RecGPT-V2技术报告

摘要

大语言模型（LLMs）在将推荐系统从隐式行为模式匹配转向显式意图推理方面展现出巨大潜力。尽管RecGPT-V1通过融合基于LLM的推理机制，在用户兴趣挖掘和物品标签预测领域成功开创了该范式，但其存在四个根本性局限：（1）多推理路径下的计算低效与认知冗余；（2）固定模板生成中解释多样性的不足；（3）监督学习范式下泛化能力有限；（4）结果导向的单一评估标准难以匹配人类评判基准。为解决这些挑战，我们提出具备四项关键创新的RecGPT-V2。首先，层级化多智能体系统通过协同合作重构意图推理流程，在消除认知重复的同时实现多样化意图覆盖。结合压缩用户行为上下文的混合表征推理技术，我们的框架降低60%的GPU消耗，并将独占召回率从9.39%提升至10.99%。其次，元提示框架动态生成上下文自适应的提示模板，使解释多样性提升7.3%。第三，约束强化学习缓解多奖励冲突，在标签预测和解释接受度上分别实现24.1%和13.0%的提升。第四，智能体即评判官框架将评估分解为多步推理，显著增强人类偏好对齐能力。淘宝在线A/B测试显示关键指标全面提升：点击率提升2.98%，详情页浏览量提升3.71%，交易额提升2.19%，新体验用户占比提升11.46%。RecGPT-V2从技术可行性与商业价值双重维度验证了LLM驱动的意图推理系统的大规模部署能力，为认知探索与工业应用搭建了桥梁。

----------------

**任务要求 1:**
根据这段摘要，RecGPT-V2的框架把GPU消耗降低了多少？
**任务要求 2:**
把这段摘要里从“大语言模型（LLMs）在将推”到“知探索与工业应用搭建了桥梁。”的部分一字不差地抄写下来。

**记录数据:**

----------------

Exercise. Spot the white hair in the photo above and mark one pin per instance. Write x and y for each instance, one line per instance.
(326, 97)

----------------

**练习答案 1:**
降低了60%。

**练习答案 2:**
大语言模型（LLMs）在将推荐系统从隐式行为模式匹配转向显式意图推理方面展现出巨大潜力。尽管RecGPT-V1通过融合基于LLM的推理机制，在用户兴趣挖掘和物品标签预测领域成功开创了该范式，但其存在四个根本性局限：（1）多推理路径下的计算低效与认知冗余；（2）固定模板生成中解释多样性的不足；（3）监督学习范式下泛化能力有限；（4）结果导向的单一评估标准难以匹配人类评判基准。为解决这些挑战，我们提出具备四项关键创新的RecGPT-V2。首先，层级化多智能体系统通过协同合作重构意图推理流程，在消除认知重复的同时实现多样化意图覆盖。结合压缩用户行为上下文的混合表征推理技术，我们的框架降低60%的GPU消耗，并将独占召回率从9.39%提升至10.99%。其次，元提示框架动态生成上下文自适应的提示模板，使解释多样性提升7.3%。第三，约束强化学习缓解多奖励冲突，在标签预测和解释接受度上分别实现24.1%和13.0%的提升。第四，智能体即评判官框架将评估分解为多步推理，显著增强人类偏好对齐能力。淘宝在线A/B测试显示关键指标全面提升：点击率提升2.98%，详情页浏览量提升3.71%，交易额提升2.19%，新体验用户占比提升11.46%。RecGPT-V2从技术可行性与商业价值双重维度验证了LLM驱动的意图推理系统的大规模部署能力，为认知探索与工业应用搭建了桥梁。